## Goal of the exercise
Copy every line of the data below word for word, and leave the pictures out.

─── Data shown ───

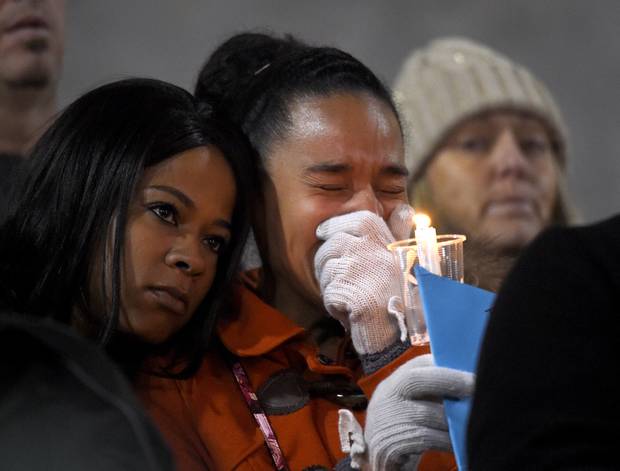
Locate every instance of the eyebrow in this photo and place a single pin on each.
(223, 224)
(186, 200)
(327, 167)
(396, 170)
(391, 169)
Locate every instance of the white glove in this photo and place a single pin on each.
(359, 279)
(405, 416)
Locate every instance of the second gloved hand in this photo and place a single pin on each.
(405, 416)
(359, 279)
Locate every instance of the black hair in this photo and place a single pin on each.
(82, 176)
(255, 77)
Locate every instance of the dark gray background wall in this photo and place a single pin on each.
(572, 45)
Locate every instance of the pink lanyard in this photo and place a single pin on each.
(261, 419)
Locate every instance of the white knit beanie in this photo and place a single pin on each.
(454, 78)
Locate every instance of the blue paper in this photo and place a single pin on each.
(456, 316)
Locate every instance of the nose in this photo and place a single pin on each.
(187, 255)
(365, 199)
(507, 157)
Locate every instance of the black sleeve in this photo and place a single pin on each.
(545, 392)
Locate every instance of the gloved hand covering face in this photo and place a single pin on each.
(405, 416)
(359, 279)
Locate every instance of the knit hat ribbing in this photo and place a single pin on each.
(454, 78)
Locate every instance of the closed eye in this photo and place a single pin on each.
(331, 187)
(165, 211)
(397, 190)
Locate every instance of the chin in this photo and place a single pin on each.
(510, 237)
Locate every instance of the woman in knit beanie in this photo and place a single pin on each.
(486, 150)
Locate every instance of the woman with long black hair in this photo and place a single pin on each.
(329, 148)
(127, 228)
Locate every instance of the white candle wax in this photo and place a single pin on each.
(426, 244)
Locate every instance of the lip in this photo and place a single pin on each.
(170, 298)
(28, 22)
(513, 207)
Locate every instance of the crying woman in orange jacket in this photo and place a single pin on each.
(332, 183)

───

## Expected answer
Locate every instance of the eyebrow in this photo and place a single pin on each.
(223, 224)
(186, 200)
(327, 167)
(396, 170)
(391, 169)
Locate every instance of the white glove in this photo and place a single pin on each.
(359, 279)
(405, 416)
Locate every instance of the second gloved hand in this photo and place a single pin on each.
(405, 416)
(359, 279)
Locate every instance of the black hair in this photo and place a single pin on each.
(82, 176)
(255, 77)
Locate every instance of the dark gray background wall in this photo and place a single pin on each.
(572, 45)
Locate every instance of the pink lanyard in this photo and place a single pin on each.
(261, 419)
Locate every instance of the white knit beanie in this photo and place a single pin on each.
(454, 78)
Locate every instance of the blue paper in this photo and place a single pin on each.
(456, 316)
Locate every instance of the nose in this photo and place a single pin on each.
(187, 255)
(365, 199)
(507, 157)
Locate every instance of the black sleeve in this photo and place a single pin on each.
(545, 392)
Locate every instance of the gloved hand covering face in this photo and place a single pin on each.
(405, 416)
(359, 279)
Locate every instance of the knit hat ribbing in this photo and place a single pin on each.
(454, 78)
Locate every instance of the closed eye in this photo and place a single pin on each.
(331, 187)
(165, 211)
(397, 190)
Locate every instance of the chin in this photo and place a single pin on each.
(510, 237)
Locate every instance of the woman in knit beanie in this photo and place a single pin on each.
(486, 150)
Locate every instance of the woman with long black hair in this photo and place a single pin on each.
(329, 148)
(127, 228)
Locate every instance of the white candle wax in this photo and place a single pin on each.
(426, 244)
Locate every instance of the lip in this photo and place a single pin on each.
(170, 298)
(28, 22)
(513, 207)
Locate every instance of the crying woman in orange jacket in this photo and place a single pin on each.
(332, 183)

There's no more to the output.